▸ Material provided
- - - -
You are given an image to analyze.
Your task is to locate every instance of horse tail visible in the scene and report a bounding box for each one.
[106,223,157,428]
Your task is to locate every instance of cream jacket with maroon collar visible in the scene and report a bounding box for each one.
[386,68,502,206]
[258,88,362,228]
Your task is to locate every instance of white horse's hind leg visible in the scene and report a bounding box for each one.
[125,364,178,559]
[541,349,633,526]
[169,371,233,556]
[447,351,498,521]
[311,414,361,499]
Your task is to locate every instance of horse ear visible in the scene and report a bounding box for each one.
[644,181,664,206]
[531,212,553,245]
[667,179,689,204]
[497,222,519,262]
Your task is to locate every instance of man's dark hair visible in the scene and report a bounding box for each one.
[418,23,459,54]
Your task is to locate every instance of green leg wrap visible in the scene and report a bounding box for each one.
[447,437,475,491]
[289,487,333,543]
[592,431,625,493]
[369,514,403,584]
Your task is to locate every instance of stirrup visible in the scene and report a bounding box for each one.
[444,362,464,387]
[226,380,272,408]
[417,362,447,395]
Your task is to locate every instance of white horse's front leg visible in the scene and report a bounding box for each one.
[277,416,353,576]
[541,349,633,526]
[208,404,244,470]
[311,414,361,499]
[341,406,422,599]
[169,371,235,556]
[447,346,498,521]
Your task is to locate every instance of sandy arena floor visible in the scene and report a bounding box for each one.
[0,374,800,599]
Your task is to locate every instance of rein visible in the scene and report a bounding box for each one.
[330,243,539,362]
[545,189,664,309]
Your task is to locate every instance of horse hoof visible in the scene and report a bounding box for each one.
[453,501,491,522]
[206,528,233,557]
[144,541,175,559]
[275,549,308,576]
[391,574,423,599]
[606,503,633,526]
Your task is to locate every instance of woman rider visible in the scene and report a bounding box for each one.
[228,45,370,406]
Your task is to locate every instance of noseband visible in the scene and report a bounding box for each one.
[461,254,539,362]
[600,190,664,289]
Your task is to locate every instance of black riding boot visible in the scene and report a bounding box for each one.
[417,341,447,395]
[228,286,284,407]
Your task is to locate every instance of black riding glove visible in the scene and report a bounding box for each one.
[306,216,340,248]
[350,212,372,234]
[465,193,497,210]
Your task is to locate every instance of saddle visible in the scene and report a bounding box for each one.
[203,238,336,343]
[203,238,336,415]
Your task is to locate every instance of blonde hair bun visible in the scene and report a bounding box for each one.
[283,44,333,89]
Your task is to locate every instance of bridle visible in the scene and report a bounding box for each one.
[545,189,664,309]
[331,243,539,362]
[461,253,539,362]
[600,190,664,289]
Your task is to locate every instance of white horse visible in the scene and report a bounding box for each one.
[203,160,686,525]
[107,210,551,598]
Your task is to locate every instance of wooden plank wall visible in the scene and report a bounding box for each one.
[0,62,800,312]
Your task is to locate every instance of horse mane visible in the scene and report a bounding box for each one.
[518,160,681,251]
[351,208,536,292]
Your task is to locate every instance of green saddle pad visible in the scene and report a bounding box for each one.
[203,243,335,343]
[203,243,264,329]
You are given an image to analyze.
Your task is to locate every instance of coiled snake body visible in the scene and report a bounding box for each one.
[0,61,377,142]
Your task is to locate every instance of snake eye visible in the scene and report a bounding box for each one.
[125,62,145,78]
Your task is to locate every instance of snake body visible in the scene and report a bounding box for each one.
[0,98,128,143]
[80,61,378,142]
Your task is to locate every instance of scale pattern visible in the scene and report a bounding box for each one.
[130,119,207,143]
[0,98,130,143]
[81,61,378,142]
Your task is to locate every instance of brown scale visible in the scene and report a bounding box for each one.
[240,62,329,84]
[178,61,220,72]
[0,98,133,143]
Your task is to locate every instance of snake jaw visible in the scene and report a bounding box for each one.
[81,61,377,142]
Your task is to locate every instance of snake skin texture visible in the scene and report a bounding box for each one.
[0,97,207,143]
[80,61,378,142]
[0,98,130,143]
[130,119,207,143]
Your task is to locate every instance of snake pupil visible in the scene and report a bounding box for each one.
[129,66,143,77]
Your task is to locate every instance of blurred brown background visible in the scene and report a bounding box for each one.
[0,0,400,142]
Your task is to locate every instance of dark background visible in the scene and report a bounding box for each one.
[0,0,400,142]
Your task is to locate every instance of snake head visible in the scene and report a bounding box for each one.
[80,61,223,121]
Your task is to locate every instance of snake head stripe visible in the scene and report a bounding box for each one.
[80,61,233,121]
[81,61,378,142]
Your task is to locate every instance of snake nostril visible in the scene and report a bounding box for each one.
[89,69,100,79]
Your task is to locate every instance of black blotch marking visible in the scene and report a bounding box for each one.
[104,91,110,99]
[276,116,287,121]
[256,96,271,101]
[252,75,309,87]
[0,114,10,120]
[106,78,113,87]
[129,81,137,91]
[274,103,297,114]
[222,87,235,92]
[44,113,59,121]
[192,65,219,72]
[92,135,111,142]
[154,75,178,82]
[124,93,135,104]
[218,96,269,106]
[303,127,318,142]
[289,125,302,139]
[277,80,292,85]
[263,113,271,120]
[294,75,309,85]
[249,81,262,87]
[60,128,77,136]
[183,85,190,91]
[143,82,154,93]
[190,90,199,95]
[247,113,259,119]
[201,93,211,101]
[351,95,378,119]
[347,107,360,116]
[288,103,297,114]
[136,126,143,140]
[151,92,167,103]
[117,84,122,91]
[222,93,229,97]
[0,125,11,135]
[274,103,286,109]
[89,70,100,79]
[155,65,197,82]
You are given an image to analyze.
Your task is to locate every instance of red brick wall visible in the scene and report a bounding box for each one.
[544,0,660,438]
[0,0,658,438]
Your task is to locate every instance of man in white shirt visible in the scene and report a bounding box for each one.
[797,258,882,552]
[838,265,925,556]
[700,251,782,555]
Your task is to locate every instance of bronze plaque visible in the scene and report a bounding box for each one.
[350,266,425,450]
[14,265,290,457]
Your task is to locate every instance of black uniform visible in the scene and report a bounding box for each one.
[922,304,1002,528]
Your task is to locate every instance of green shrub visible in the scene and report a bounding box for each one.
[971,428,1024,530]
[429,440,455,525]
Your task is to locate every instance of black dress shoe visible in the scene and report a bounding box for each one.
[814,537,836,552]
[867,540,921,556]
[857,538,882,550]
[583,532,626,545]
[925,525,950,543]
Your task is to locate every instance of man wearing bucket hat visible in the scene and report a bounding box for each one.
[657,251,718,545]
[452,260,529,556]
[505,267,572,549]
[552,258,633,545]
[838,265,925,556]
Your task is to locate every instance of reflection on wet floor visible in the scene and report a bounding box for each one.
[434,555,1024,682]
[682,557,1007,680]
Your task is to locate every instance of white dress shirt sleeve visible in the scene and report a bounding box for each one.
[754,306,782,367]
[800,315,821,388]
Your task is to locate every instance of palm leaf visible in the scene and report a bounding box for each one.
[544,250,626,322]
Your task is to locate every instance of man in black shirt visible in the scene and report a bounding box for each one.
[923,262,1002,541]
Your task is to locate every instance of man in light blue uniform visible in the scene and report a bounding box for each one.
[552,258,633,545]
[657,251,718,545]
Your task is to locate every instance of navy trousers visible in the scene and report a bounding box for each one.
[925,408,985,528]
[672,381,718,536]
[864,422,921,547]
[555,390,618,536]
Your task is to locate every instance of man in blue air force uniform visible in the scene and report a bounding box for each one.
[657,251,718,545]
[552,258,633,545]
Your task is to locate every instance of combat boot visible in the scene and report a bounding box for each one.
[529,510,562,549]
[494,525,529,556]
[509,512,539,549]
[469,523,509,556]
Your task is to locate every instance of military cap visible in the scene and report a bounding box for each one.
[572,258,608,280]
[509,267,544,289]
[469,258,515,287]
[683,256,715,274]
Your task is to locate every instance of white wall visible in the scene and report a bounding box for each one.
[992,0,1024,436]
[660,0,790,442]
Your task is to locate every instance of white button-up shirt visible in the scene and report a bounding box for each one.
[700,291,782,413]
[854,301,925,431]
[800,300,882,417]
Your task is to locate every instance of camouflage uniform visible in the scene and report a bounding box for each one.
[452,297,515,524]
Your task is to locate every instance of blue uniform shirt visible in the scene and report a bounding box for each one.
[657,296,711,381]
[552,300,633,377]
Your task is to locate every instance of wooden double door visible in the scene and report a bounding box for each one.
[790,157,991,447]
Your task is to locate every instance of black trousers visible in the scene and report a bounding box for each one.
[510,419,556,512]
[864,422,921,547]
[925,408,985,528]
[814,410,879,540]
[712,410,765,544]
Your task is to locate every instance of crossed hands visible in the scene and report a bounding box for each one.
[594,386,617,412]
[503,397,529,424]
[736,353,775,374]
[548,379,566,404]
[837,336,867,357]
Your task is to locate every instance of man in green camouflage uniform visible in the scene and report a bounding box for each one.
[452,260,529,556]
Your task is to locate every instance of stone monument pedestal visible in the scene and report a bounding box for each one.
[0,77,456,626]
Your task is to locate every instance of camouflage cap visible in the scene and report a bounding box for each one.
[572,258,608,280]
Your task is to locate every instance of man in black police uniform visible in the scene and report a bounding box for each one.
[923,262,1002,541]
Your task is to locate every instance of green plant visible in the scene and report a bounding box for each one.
- - - -
▸ Instructions to follow
Please render the stretch of records above from the start through the line containing "[0,374,800,599]" as a two-column CSV with columns named instruction and result. Give one row per record, putting its text and its answer each in a single quoted field, with line breaks turned into spaces.

▸ The reply
instruction,result
"You are given an image to analyze. Your task is to locate every instance of horse tail visible in the scene and report a bounding box for each one.","[106,223,157,428]"
"Your task is to locate every instance of cream jacket with maroon collar visible in the scene and report a bounding box for each one.","[386,68,502,206] [258,88,362,228]"
"Your task is to locate every instance of white horse's hind leg visible in the scene and report a bounding box for each one.","[125,364,178,559] [541,349,633,526] [169,371,233,556] [447,351,498,521] [311,414,361,499]"
"Your task is to locate every instance of horse ear visible in the scene and report a bounding box for each one.","[644,181,664,206] [531,212,553,245] [667,179,689,204] [497,222,519,262]"
"Your task is to locate every instance of man's dark hair visible in the scene and report a bounding box for each one.","[418,23,459,54]"
"Your task is to locate every instance of green leg wrap visible in the scene and report a bounding box for each one.","[447,437,475,491] [289,487,333,543] [592,431,625,493] [369,514,403,584]"
"Your task is to locate every instance of stirrup visible in the scene and report a bounding box for each one.","[444,362,464,387] [226,380,272,408] [417,362,447,395]"
"Your task is to locate every instance of white horse's front leg visible in the scene and report a bounding box for each one.","[277,416,353,576] [541,349,633,526] [208,404,244,470] [311,414,361,499] [341,406,422,599] [169,371,235,556] [447,346,498,521]"
"Your task is to locate every instance of sandy arena floor visible in the scene and report a bounding box for each one.","[0,374,800,599]"